**EXTRACTED INFORMATION**

○ ○ ○ ○ ○

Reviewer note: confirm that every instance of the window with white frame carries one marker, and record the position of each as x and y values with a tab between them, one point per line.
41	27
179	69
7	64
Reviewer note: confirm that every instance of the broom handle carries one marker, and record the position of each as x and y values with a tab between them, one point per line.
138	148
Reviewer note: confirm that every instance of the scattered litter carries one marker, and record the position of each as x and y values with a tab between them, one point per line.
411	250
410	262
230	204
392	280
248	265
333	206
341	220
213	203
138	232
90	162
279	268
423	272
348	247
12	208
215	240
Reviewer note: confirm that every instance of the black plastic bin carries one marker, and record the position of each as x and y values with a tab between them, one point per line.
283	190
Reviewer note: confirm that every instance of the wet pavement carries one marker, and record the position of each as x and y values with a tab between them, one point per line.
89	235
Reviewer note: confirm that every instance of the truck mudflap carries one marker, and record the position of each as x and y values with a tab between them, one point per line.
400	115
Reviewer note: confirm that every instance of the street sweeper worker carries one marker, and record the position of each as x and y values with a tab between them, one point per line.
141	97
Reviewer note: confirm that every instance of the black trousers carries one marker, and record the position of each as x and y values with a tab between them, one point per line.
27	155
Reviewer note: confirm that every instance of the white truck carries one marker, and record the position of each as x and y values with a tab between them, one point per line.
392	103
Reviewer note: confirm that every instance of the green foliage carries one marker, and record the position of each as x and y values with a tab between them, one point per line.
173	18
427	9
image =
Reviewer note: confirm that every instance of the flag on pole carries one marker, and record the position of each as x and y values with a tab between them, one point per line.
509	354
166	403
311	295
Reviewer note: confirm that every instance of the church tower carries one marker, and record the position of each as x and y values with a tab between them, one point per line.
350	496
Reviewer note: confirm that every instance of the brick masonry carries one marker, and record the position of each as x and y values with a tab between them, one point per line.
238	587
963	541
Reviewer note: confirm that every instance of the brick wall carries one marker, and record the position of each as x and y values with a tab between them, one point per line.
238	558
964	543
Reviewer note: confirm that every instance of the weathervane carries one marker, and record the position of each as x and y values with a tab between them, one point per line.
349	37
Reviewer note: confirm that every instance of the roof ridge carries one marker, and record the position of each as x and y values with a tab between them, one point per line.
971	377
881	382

○ ○ ○ ○ ○

**WORK TO COMPLETE**
Lay out every line of the listing above as a Markdown table with two columns, No. and Line. Number each row and leave out any blank lines.

**THE ANSWER**
| No. | Line |
|---|---|
| 1 | Reviewer note: confirm that every instance of the window with white frame carries one marker, and record the position of each as x and y values with a tab between them, one point per line. |
| 2 | 41	27 |
| 3 | 179	69 |
| 4 | 7	64 |
| 5 | Reviewer note: confirm that every instance of the broom handle carries one marker, and record the position of each as x and y values with a tab between them, one point per line. |
| 6 | 138	148 |
| 7 | Reviewer note: confirm that every instance of the scattered litter carries one marker, and record the position of each as x and y values with a tab between them, one point per line. |
| 8 | 411	250 |
| 9 | 410	262 |
| 10 | 230	204 |
| 11 | 392	280 |
| 12 | 248	265 |
| 13 | 333	206 |
| 14 | 341	220 |
| 15 | 213	203 |
| 16 | 138	232 |
| 17 | 90	162 |
| 18 | 279	268 |
| 19 | 423	272 |
| 20 | 348	247 |
| 21 | 12	208 |
| 22 | 215	240 |
| 23 | Reviewer note: confirm that every instance of the black plastic bin carries one marker, and record the position of each as x and y values with a tab between them, one point per line. |
| 24 | 283	190 |
| 25 | Reviewer note: confirm that every instance of the wet pavement carries one marker, and record the position of each as x and y values with a tab between them, one point per line. |
| 26 | 89	235 |
| 27 | Reviewer note: confirm that every instance of the truck mudflap carries one marker, and record the position of each as x and y values with a tab between them, one point per line. |
| 28 | 400	115 |
| 29 | Reviewer note: confirm that every instance of the street sweeper worker carries one marker, and record the position of each as x and y values with a tab between them, one point per line. |
| 30 | 141	97 |
| 31 | Reviewer note: confirm that every instance of the black trousers carries one marker, and record the position of each as x and y values with a tab between them, one point per line. |
| 32 | 27	155 |
| 33 | Reviewer note: confirm that every instance of the white truck carries one marker, and record the position of each as x and y values with a tab between them, one point per line. |
| 34 | 392	103 |
| 35 | Reviewer note: confirm that every instance of the green foliage carries one marker, and record the position of each as x and y values with a tab between them, one point per line. |
| 36 | 173	18 |
| 37 | 427	9 |
| 38 | image = |
| 39 | Reviewer note: confirm that every instance of the flag on pole carries one marker, and record the position of each as x and y values with a tab between them, one point per line. |
| 40 | 509	354 |
| 41 | 166	403 |
| 42 | 311	295 |
| 43 | Reviewer note: confirm that every instance of the church tower carries one marker, and record the position of each as x and y values with a tab between them, one point per line. |
| 44 | 350	496 |
| 45 | Reviewer note: confirm that every instance of the brick masonry carries one marker, and record the position of each as x and y values with a tab between them, one point per line. |
| 46 | 238	587 |
| 47 | 963	541 |
| 48 | Reviewer note: confirm that every instance of the brick wall carries one marker, and record the position of each as x and y values with a tab between them, one point per line. |
| 49 | 238	558 |
| 50 | 964	543 |
| 51 | Reviewer note: confirm that every instance of the weathervane carries one marker, and record the position of each as x and y values with a tab between them, one point per line. |
| 52 | 349	37 |
| 53 | Reviewer note: confirm that every instance of the roof ridge carries one marker, and record the position of each as x and y values with a tab between them, one point per line. |
| 54 | 971	377 |
| 55 | 881	382 |